Aim of the task:
Render every line of the listing below as a Markdown table with the columns Row and Line, leaving out blank lines. Number the rows in sequence under Row.

***** Information shown

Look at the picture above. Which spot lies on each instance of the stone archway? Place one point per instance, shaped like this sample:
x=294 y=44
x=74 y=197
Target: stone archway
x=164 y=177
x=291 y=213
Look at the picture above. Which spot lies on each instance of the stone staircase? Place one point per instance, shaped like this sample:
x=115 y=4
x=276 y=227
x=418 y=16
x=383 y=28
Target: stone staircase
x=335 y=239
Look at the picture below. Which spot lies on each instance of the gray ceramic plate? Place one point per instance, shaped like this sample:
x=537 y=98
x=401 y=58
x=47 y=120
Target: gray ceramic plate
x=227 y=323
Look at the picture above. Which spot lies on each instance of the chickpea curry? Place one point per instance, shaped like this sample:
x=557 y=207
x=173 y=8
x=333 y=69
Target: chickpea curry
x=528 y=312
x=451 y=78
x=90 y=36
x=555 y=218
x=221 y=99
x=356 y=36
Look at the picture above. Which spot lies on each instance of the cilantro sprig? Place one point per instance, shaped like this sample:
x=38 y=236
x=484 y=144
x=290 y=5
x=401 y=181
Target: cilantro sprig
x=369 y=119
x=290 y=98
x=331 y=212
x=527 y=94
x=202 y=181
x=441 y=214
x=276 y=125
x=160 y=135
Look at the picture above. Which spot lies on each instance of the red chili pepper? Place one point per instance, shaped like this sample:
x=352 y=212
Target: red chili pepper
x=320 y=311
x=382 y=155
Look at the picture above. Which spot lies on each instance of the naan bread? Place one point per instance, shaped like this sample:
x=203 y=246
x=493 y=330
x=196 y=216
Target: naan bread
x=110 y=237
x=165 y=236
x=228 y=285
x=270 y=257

**********

Correct answer:
| Row | Line |
|---|---|
| 1 | Look at the picture above. Which spot lies on each instance of the stone archway? Place one point per instance, shaped like this sample: |
| 2 | x=294 y=44 |
| 3 | x=74 y=197 |
| 4 | Target: stone archway |
| 5 | x=164 y=177 |
| 6 | x=291 y=213 |
| 7 | Look at the picture above. Which spot lies on each instance of the stone staircase? Place one point per instance, shaped like this sample: |
| 8 | x=115 y=4 |
| 9 | x=276 y=227 |
| 10 | x=418 y=16 |
| 11 | x=383 y=28 |
| 12 | Target: stone staircase |
| 13 | x=335 y=239 |
| 14 | Look at the picture below. Which spot lies on each instance of the gray ceramic plate? Place one point per instance, shaped like this sample: |
| 15 | x=537 y=98 |
| 16 | x=401 y=58 |
| 17 | x=47 y=120 |
| 18 | Target: gray ceramic plate |
| 19 | x=227 y=323 |
| 20 | Look at the picture above. Which spot lies on each instance of the chickpea curry? Place one point per instance, shaped like this sample: |
| 21 | x=557 y=207 |
| 22 | x=173 y=8 |
| 23 | x=333 y=69 |
| 24 | Target: chickpea curry |
| 25 | x=528 y=312 |
| 26 | x=451 y=78 |
| 27 | x=90 y=36 |
| 28 | x=555 y=218 |
| 29 | x=221 y=99 |
| 30 | x=356 y=36 |
| 31 | Look at the picture above. Which spot lies on each instance of the cilantro sprig? Place one point per instance, shaped like this sample: |
| 32 | x=38 y=236 |
| 33 | x=484 y=144 |
| 34 | x=290 y=5 |
| 35 | x=401 y=181 |
| 36 | Target: cilantro sprig |
| 37 | x=369 y=119 |
| 38 | x=290 y=98 |
| 39 | x=331 y=212 |
| 40 | x=527 y=94 |
| 41 | x=202 y=181 |
| 42 | x=441 y=214 |
| 43 | x=276 y=125 |
| 44 | x=160 y=135 |
| 45 | Look at the picture above. Which spot lies on each instance of the red chili pepper? Place one point per instance, shaped like this sample: |
| 46 | x=352 y=212 |
| 47 | Target: red chili pepper |
| 48 | x=320 y=311 |
| 49 | x=382 y=155 |
| 50 | Look at the picture above. Which spot lies on each instance of the naan bread? Place one point per instance, shaped like this sample: |
| 51 | x=203 y=246 |
| 52 | x=493 y=330 |
| 53 | x=196 y=216 |
| 54 | Target: naan bread |
| 55 | x=110 y=237 |
| 56 | x=165 y=236 |
| 57 | x=228 y=285 |
| 58 | x=270 y=257 |